*ATIVIDADE PROPOSTA:*
No texto sobre Bob Dylan, troque "irmãos mais velhos" por "primos mais velhos" no trecho que começa com as palavras "Enfeitiçado por essa" e termina com "jeito de agir).". Transcreva esse trecho inteiro já com a troca.

*TEXTO DE APOIO:*

____________________

Enfeitiçado por essa passagem sobre criatividade, as autorreflexões se impõem a mim e ao processo de escrita desse texto (são inseparáveis, afinal). Acredito categoricamente que não existe autossuficiência nesse mundo, e desde que adquiri essa coisa confusa que se chama consciência, me pego admirando pessoas.
Talvez muito tenha a ver com o contexto em que fui criado e inserido desde muito novo: dois irmãos mais velhos, dois pais que sempre me deram muita atenção; entrar na escola um ano antes e, consequentemente, sempre ser o mais novo me colocou em uma posição onde absolutamente tudo me encantava (estilo, gírias, jeito de agir).
Por mais que hoje me considere alguém independente, minha alma, ou o que eu entendo que ela seja, jamais será autônoma por si só. Com o tempo, a veneração incessante se transmuta em desejo de ser alguém a partir daquilo, e não, literalmente, o que aquelas pessoas reproduzem. Sobram a inspiração e o desejo irrefreável de inserir tudo em cada ato, cada palavra.
No caso de Dylan, essa veneração se une à irracionalidade apaixonada e se apresenta na forma de “Bob Dylan Blues”: “I got a real gal I’m loving, And Lord I’ll love her till I’m dead; Go away from my door and my window too, Right now”. Já a transformação de alguém em uma letra através dessa observação diária e inspiração se apresenta em Masters of War, sua música politicamente mais densa do álbum. Suze vivia política e o introduziu a esse universo.
A capa de Freewheelin’ por si só é um dos quadros mais lindos que já vi. O calor da foto, debruçado sobre a clara atração entre os dois, auxiliados pela coloração sépia – que me agrada muito –, une-os mais do que qualquer clima gelado poderia os obrigar. Dylan parece sentir mais frio do que suas roupas e postura demonstram, embora suas mãos, tão escondidas quanto seu pescoço, demonstrem o contrário. Suze Rotolo, a mulher ao seu lado, parecia sentir menos frio do que seu sobretudo gigantesco e suas altas botas faziam parecer. Ela aparenta ser mais velha que ele, embora tivesse 2 anos a menos, com 18. Dylan parece reclamar de algo, ela parece não ligar. Parece saber mais das coisas. Parece saber da verdadeira importância daquele momento, flertando com essa ideia com seu enorme sorriso.

____________________

*ITENS FORNECIDOS:*

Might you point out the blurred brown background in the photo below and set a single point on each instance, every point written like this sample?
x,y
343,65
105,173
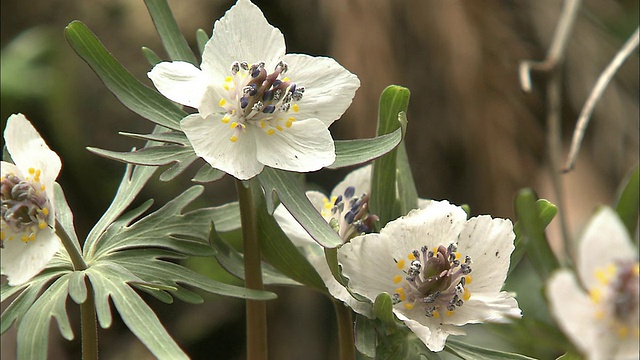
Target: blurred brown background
x,y
474,137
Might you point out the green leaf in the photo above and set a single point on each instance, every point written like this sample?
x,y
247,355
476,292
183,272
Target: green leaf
x,y
135,177
366,336
151,56
627,203
208,174
532,236
109,281
407,192
64,215
131,92
201,38
403,344
148,266
233,261
293,197
353,152
472,352
167,28
278,250
171,137
383,308
33,330
546,212
22,303
168,227
383,203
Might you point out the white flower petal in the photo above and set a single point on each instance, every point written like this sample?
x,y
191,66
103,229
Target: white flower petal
x,y
437,224
305,146
368,262
180,81
20,261
489,243
242,34
573,310
298,235
210,140
434,337
360,179
329,87
604,242
498,307
28,150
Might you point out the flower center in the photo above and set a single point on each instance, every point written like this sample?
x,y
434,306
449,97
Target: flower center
x,y
434,279
348,214
25,207
617,297
255,97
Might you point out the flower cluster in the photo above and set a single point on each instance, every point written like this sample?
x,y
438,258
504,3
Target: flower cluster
x,y
27,238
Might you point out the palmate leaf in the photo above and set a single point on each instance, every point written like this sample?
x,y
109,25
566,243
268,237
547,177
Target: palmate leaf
x,y
292,196
33,331
111,281
132,93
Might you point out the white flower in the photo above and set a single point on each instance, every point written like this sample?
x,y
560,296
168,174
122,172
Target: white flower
x,y
346,209
249,113
425,259
28,239
603,321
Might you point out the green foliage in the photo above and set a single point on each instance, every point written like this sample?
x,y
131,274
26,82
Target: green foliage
x,y
627,202
292,196
124,253
393,101
132,93
172,39
533,217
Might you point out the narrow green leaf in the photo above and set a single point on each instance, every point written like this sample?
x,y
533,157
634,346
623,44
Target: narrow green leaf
x,y
208,174
135,177
131,92
293,197
353,152
33,330
233,261
201,38
366,336
64,215
167,28
22,303
407,192
627,203
77,287
383,308
110,281
171,137
151,56
149,156
278,250
393,101
168,227
532,233
148,266
472,352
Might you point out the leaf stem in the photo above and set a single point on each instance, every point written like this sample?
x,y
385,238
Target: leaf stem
x,y
89,326
256,310
345,331
74,253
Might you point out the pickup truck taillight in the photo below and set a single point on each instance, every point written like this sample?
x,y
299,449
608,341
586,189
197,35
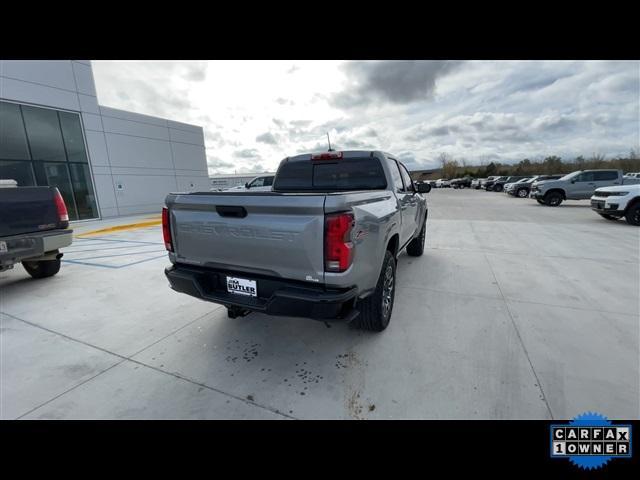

____________________

*RESOLUÇÃO DETALHADA:*
Enfeitiçado por essa passagem sobre criatividade, as autorreflexões se impõem a mim e ao processo de escrita desse texto (são inseparáveis, afinal). Acredito categoricamente que não existe autossuficiência nesse mundo, e desde que adquiri essa coisa confusa que se chama consciência, me pego admirando pessoas.
Talvez muito tenha a ver com o contexto em que fui criado e inserido desde muito novo: dois primos mais velhos, dois pais que sempre me deram muita atenção; entrar na escola um ano antes e, consequentemente, sempre ser o mais novo me colocou em uma posição onde absolutamente tudo me encantava (estilo, gírias, jeito de agir).